Excerpt ->
□ □ □

Tanner is critical of President Bush as a big-government conservative, sometimes less fairly than at other times. It is true that the Medicare prescription drug benefit was an enormous expansion of federal benefit commitments. But it needs to be remembered that then-governor Bush as well as Congressional Republicans, ran on the promise of such a benefit in 2000. One can argue the wisdom of the policy, but one cannot fairly, as Bruce Bartlett does, label the delivery of a transparent campaign promise as a surprise or a "betrayal." One can fairly argue whether any such benefit should ever have been passed; but one should also acknowledge that the cost of the package enacted was significantly smaller than the one endorsed by Congressional Democrats, and further, that the elements of market competition within the program have brought costs in significantly lower than originally projected, either by CBO or by the Administration itself. Pull the President out of this equation, and the price tag for this benefit would have been much higher.
Looking past the big-ticket items such as the prescription drug benefit and the war on terror, it's clear that the Administration actually worked to hold down spending relative to the desires of Congressional Republicans. A typical example of this was with the highway bill, where Republicans joined Democrats in wanting to spend far more than the Administration would accept. This trend has, regrettably, continued even now that the Congress has passed to Democratic control. Republicans joined Democrats in over-riding the President's veto of a disgracefully bloated farm bill, expanding payments to farmers at a time of record farm prices, with even a majority of so-called conservative House Republicans voting to override. These and other events since this book's publication substantiate that the biggest problems for believers in limited government exist on the Capitol end of Pennsylvania Avenue.

□ □ □

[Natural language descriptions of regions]
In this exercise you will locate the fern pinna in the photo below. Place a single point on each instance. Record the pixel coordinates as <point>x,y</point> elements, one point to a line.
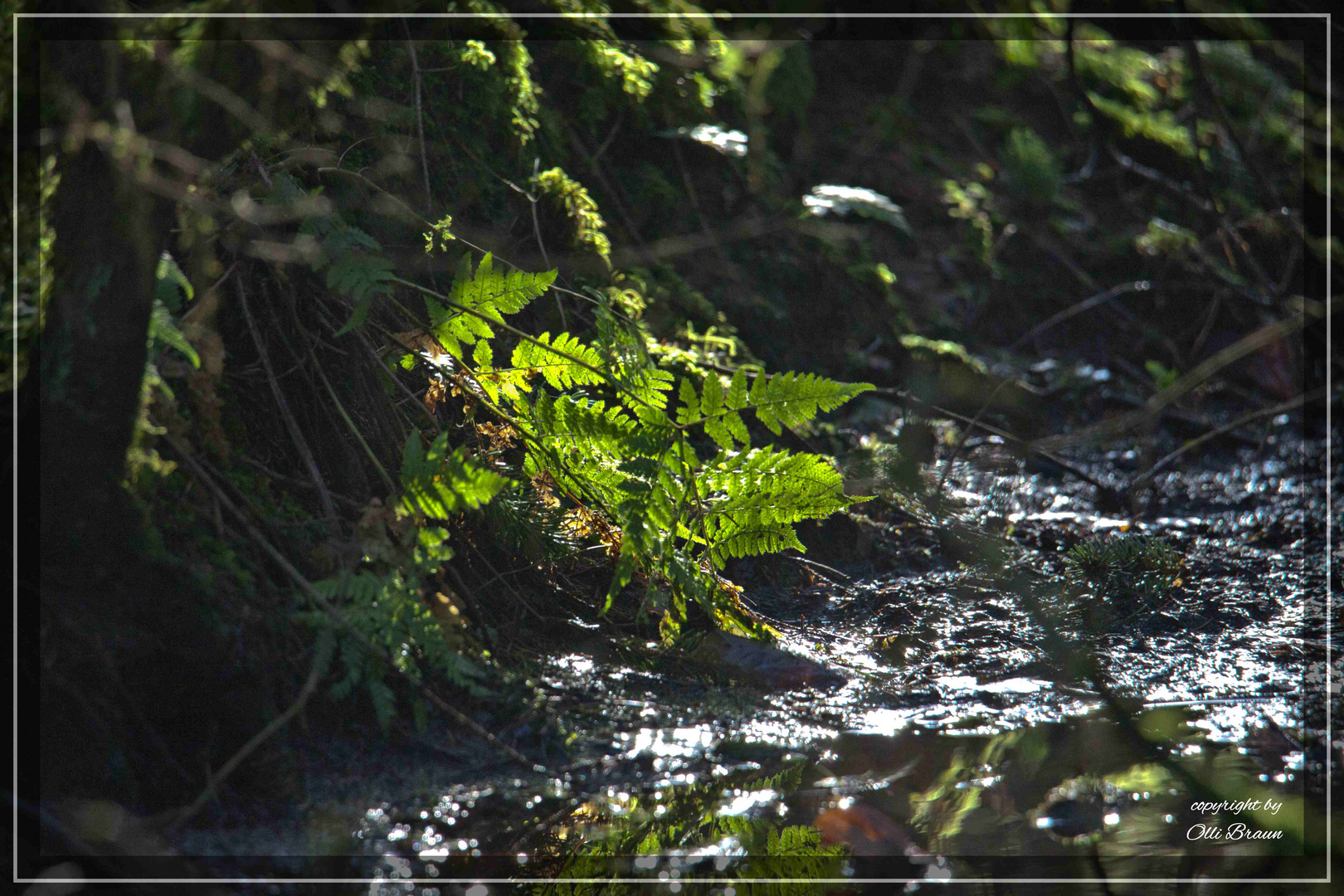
<point>596,419</point>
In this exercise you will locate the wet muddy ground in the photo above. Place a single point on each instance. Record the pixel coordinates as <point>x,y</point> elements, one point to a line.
<point>923,718</point>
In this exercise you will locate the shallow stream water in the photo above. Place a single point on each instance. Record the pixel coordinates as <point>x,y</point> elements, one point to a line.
<point>936,730</point>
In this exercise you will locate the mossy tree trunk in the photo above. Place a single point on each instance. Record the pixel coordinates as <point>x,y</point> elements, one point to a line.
<point>110,236</point>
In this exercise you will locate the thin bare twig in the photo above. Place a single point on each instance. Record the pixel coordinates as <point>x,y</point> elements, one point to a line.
<point>296,434</point>
<point>420,117</point>
<point>359,437</point>
<point>1239,422</point>
<point>336,616</point>
<point>216,779</point>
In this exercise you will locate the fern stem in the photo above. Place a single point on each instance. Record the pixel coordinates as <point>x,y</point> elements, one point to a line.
<point>515,331</point>
<point>359,437</point>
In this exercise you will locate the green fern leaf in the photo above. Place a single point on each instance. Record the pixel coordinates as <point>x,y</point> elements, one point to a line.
<point>438,485</point>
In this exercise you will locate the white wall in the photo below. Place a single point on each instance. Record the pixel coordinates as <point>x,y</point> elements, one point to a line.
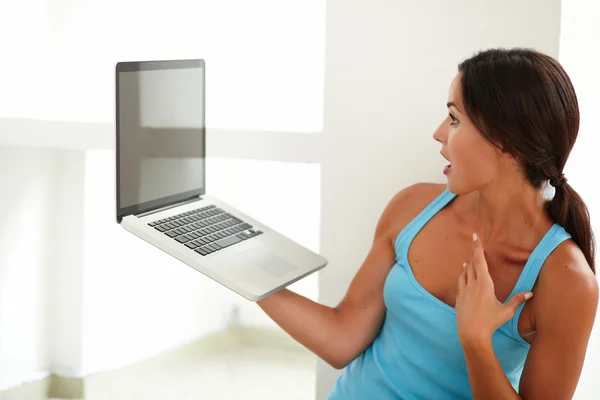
<point>24,217</point>
<point>388,68</point>
<point>580,35</point>
<point>138,301</point>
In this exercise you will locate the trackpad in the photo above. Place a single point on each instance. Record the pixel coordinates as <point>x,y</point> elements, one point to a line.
<point>263,258</point>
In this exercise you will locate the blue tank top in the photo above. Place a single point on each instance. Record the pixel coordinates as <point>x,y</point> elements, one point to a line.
<point>417,354</point>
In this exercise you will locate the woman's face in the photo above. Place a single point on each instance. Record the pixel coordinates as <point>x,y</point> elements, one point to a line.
<point>474,162</point>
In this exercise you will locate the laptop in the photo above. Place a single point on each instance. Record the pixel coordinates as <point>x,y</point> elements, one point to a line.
<point>161,185</point>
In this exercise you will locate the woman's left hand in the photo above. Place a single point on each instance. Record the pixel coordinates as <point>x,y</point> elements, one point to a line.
<point>478,311</point>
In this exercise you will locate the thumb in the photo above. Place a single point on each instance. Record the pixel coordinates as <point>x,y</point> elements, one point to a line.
<point>517,300</point>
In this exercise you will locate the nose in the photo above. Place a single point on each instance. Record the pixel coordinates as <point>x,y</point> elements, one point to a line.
<point>440,134</point>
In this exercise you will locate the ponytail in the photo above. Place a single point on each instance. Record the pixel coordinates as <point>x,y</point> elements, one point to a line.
<point>568,210</point>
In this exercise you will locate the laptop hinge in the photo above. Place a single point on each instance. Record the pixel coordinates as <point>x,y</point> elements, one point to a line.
<point>150,212</point>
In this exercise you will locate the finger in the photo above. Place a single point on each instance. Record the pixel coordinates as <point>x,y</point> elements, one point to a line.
<point>479,262</point>
<point>516,301</point>
<point>462,279</point>
<point>471,273</point>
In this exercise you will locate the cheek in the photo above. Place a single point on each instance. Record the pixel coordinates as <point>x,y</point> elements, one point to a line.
<point>472,156</point>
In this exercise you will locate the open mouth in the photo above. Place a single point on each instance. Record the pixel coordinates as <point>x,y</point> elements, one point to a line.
<point>447,167</point>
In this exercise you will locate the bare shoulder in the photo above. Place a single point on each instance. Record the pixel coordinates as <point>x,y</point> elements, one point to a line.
<point>407,204</point>
<point>566,287</point>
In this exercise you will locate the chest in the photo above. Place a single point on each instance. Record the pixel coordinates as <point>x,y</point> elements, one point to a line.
<point>438,251</point>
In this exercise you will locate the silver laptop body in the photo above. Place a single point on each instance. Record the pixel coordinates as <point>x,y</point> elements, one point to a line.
<point>161,191</point>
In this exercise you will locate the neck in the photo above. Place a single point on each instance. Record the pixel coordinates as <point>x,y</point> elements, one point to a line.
<point>508,212</point>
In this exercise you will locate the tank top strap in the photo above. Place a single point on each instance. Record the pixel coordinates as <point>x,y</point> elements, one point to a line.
<point>406,236</point>
<point>555,236</point>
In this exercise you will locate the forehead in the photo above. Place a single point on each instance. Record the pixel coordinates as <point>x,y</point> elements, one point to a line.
<point>454,93</point>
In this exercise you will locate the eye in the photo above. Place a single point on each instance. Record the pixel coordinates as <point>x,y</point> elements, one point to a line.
<point>453,118</point>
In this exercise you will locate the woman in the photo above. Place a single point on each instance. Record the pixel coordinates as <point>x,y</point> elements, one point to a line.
<point>481,288</point>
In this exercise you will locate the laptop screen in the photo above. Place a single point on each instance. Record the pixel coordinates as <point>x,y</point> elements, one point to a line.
<point>160,126</point>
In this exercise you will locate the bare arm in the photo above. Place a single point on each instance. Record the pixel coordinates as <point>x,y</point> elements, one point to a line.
<point>565,309</point>
<point>340,334</point>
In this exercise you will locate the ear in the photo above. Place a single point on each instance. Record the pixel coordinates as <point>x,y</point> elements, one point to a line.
<point>509,159</point>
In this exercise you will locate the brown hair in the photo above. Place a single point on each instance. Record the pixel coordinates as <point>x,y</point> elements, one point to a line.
<point>523,101</point>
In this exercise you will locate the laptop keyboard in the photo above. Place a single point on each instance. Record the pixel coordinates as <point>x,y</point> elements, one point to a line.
<point>205,230</point>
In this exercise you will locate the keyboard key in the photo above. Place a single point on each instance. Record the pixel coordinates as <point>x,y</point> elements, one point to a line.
<point>202,251</point>
<point>182,239</point>
<point>228,241</point>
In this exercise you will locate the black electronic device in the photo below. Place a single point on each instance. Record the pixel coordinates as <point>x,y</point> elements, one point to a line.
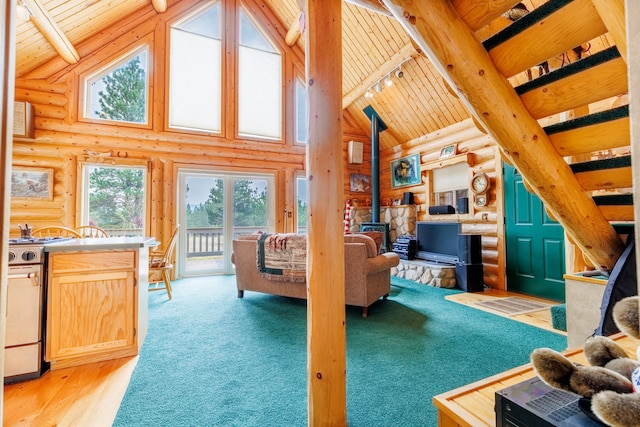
<point>407,198</point>
<point>470,249</point>
<point>470,277</point>
<point>534,403</point>
<point>463,205</point>
<point>441,210</point>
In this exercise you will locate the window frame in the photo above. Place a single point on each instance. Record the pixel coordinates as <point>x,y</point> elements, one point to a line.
<point>224,95</point>
<point>283,80</point>
<point>82,189</point>
<point>113,63</point>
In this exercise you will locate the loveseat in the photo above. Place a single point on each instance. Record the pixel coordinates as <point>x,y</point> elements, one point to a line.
<point>367,273</point>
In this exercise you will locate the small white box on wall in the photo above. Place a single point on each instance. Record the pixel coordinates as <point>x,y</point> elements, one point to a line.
<point>23,119</point>
<point>355,151</point>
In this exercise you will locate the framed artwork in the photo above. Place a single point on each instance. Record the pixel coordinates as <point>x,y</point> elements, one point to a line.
<point>449,151</point>
<point>405,171</point>
<point>32,183</point>
<point>359,183</point>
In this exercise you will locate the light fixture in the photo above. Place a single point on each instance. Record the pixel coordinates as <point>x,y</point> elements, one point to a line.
<point>22,13</point>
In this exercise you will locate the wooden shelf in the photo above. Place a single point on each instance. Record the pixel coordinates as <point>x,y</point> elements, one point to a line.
<point>441,163</point>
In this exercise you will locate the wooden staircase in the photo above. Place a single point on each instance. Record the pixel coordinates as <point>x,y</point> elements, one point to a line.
<point>580,168</point>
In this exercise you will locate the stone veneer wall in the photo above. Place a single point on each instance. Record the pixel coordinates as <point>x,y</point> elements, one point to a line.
<point>437,275</point>
<point>401,219</point>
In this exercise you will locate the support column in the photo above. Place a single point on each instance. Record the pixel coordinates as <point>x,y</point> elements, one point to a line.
<point>325,252</point>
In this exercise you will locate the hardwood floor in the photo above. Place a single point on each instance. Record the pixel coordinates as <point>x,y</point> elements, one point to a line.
<point>89,395</point>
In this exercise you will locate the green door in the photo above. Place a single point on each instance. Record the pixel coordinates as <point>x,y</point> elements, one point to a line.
<point>534,243</point>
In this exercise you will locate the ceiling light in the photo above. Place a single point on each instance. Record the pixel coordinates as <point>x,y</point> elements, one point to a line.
<point>22,13</point>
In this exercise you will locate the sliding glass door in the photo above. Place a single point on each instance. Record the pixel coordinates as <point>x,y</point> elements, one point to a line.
<point>216,206</point>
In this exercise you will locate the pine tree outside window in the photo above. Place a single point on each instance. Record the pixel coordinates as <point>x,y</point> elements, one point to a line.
<point>119,91</point>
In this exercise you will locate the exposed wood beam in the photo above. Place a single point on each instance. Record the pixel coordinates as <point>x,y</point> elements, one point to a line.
<point>372,5</point>
<point>51,31</point>
<point>294,30</point>
<point>326,333</point>
<point>612,14</point>
<point>455,51</point>
<point>388,66</point>
<point>159,5</point>
<point>477,14</point>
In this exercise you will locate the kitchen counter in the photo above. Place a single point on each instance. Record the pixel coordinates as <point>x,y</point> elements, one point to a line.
<point>97,299</point>
<point>100,243</point>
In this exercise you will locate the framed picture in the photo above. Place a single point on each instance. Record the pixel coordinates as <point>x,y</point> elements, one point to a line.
<point>405,171</point>
<point>449,151</point>
<point>359,183</point>
<point>32,183</point>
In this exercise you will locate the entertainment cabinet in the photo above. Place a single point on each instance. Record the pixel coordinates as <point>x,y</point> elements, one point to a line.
<point>443,242</point>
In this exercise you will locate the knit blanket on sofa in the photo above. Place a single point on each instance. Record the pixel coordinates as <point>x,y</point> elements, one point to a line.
<point>282,256</point>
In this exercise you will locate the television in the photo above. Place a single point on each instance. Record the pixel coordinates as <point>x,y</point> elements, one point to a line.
<point>437,241</point>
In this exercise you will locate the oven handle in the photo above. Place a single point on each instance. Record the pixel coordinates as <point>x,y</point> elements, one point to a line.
<point>31,275</point>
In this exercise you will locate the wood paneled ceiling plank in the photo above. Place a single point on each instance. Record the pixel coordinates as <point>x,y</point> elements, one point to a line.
<point>159,5</point>
<point>606,179</point>
<point>51,31</point>
<point>457,54</point>
<point>477,14</point>
<point>594,84</point>
<point>568,27</point>
<point>593,138</point>
<point>385,68</point>
<point>613,14</point>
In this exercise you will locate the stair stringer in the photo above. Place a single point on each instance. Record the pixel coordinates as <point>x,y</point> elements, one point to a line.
<point>463,61</point>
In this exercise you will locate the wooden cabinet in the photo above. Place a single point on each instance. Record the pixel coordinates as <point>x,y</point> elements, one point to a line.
<point>92,306</point>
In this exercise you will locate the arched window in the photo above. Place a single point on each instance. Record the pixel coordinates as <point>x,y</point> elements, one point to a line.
<point>195,71</point>
<point>259,83</point>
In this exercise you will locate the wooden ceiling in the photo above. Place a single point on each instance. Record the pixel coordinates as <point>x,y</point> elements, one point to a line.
<point>374,45</point>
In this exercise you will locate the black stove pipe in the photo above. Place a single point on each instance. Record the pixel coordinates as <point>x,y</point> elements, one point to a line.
<point>375,170</point>
<point>377,126</point>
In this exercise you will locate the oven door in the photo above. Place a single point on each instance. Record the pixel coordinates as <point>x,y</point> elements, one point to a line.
<point>23,350</point>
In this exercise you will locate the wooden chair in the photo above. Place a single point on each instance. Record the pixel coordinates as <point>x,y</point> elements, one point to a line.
<point>55,231</point>
<point>91,231</point>
<point>160,265</point>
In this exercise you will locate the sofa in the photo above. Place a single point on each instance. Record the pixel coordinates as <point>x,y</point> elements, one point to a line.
<point>367,272</point>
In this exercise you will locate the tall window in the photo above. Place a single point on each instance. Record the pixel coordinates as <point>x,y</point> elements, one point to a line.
<point>113,198</point>
<point>259,83</point>
<point>302,204</point>
<point>119,91</point>
<point>195,72</point>
<point>302,119</point>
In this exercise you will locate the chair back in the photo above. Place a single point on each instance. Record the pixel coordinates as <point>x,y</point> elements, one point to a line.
<point>162,259</point>
<point>55,231</point>
<point>91,231</point>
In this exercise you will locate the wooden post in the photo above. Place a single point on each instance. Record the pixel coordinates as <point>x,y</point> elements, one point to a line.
<point>325,249</point>
<point>454,50</point>
<point>8,65</point>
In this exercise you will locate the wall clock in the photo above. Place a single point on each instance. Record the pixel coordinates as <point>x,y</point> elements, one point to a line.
<point>481,200</point>
<point>480,183</point>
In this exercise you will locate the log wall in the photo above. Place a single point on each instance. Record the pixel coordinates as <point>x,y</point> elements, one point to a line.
<point>483,157</point>
<point>63,140</point>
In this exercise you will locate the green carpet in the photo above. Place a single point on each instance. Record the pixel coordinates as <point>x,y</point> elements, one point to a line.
<point>211,359</point>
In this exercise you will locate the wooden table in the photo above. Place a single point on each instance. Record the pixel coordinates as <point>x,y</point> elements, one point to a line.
<point>473,404</point>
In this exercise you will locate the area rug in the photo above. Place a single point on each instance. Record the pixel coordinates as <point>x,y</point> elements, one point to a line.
<point>512,306</point>
<point>212,359</point>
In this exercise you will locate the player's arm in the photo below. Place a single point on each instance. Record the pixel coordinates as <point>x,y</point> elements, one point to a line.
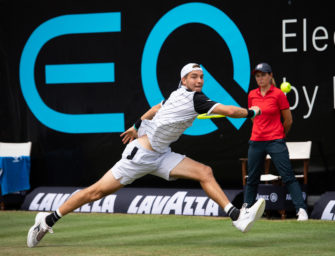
<point>236,112</point>
<point>131,133</point>
<point>151,112</point>
<point>287,119</point>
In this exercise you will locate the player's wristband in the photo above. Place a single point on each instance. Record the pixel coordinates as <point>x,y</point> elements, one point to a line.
<point>137,124</point>
<point>251,113</point>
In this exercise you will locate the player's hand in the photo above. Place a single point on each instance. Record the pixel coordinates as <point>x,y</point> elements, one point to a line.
<point>129,135</point>
<point>257,109</point>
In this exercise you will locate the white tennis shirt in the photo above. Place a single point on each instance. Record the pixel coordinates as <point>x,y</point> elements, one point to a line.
<point>174,117</point>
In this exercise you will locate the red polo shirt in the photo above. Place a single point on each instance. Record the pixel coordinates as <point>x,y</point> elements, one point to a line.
<point>268,125</point>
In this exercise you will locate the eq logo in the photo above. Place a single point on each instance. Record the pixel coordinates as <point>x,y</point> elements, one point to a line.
<point>104,72</point>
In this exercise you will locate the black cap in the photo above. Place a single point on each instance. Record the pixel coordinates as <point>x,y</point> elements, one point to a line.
<point>262,67</point>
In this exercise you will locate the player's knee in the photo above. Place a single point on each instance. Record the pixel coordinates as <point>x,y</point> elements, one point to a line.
<point>206,173</point>
<point>94,193</point>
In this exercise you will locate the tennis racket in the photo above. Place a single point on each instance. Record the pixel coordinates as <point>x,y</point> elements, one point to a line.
<point>209,116</point>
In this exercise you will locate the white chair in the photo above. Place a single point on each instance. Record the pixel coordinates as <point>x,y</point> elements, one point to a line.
<point>15,149</point>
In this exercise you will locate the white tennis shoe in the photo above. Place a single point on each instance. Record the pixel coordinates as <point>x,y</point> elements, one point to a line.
<point>302,215</point>
<point>249,215</point>
<point>38,230</point>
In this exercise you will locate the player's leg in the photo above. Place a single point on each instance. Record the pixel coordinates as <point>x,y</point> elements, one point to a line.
<point>44,221</point>
<point>242,219</point>
<point>256,156</point>
<point>105,186</point>
<point>280,158</point>
<point>190,169</point>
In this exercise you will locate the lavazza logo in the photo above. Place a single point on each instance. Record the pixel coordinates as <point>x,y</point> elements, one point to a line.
<point>179,203</point>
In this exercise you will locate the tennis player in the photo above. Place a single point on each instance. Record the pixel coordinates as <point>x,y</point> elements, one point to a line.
<point>149,152</point>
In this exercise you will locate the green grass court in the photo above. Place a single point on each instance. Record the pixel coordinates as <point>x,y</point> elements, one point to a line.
<point>121,234</point>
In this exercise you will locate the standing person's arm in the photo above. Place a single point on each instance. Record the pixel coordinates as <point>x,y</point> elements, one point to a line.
<point>287,120</point>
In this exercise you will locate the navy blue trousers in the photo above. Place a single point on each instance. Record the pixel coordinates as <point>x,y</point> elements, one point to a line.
<point>278,151</point>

□ □ □

What to do ->
1. Summarize the passage on Bush-era spending in two sentences.
2. Go on writing the passage on Bush-era spending, picking up after its final sentence.
The lines are separate material and are unrelated to the passage on Bush-era spending.

Answers by task ->
1. The passage argues that Tanner's criticism of President Bush as a big-government conservative is sometimes unfair: the Medicare prescription drug benefit was a campaign promise from 2000, and it cost less than the Democrats' version and came in below projections because of its market competition. It also says the Administration held spending below what Congressional Republicans wanted, as with the highway bill and the farm bill veto that Republicans helped override, so the biggest problems for believers in limited government lie on the Capitol end of Pennsylvania Avenue.

2.
Tanner's book would have benefited from more attention to the structural impediments to restraining the growth of government. Both federal spending programs and tax indexation methods are geared to cause government to grow as a % of the economy under current law. Thus, believers in expanded government need not enact any new policies to get their wishes, whereas those who seek to keep government near its current size must continually prevail in passing legislation. As was seen in the recent obstruction of muh-needed Social Security reform, this is a tall order. Unless and until the structure of federal entitlement programs is changed, believers in limited government will remain at an enormous procedural disadvantage even if they reclaim the majority.
Tanner deserves enormous credit for recognizing that it's government spending - not just tax policy - that true conservatives need to take on. In some respects, supply-side politics has ill-served the cause of limited government, by urging politicians to make the easy call (lower taxes) while ignoring the tougher ones (cutting spending growth.) Only when political conservatism attaches equal weight to cutting spending as to cutting taxes will the policies that lead to bigger government be fought effectively.
True conservatives may not agree with all of Tanner's views or recommendations; the Republican party is unlikely to adopt wholesale the policy prescriptions of libertarians. But, to the extent that conservatives and libertarians agree that the growing economic power of government is a threat to their values, they will find much useful information in Tanner's excellent book.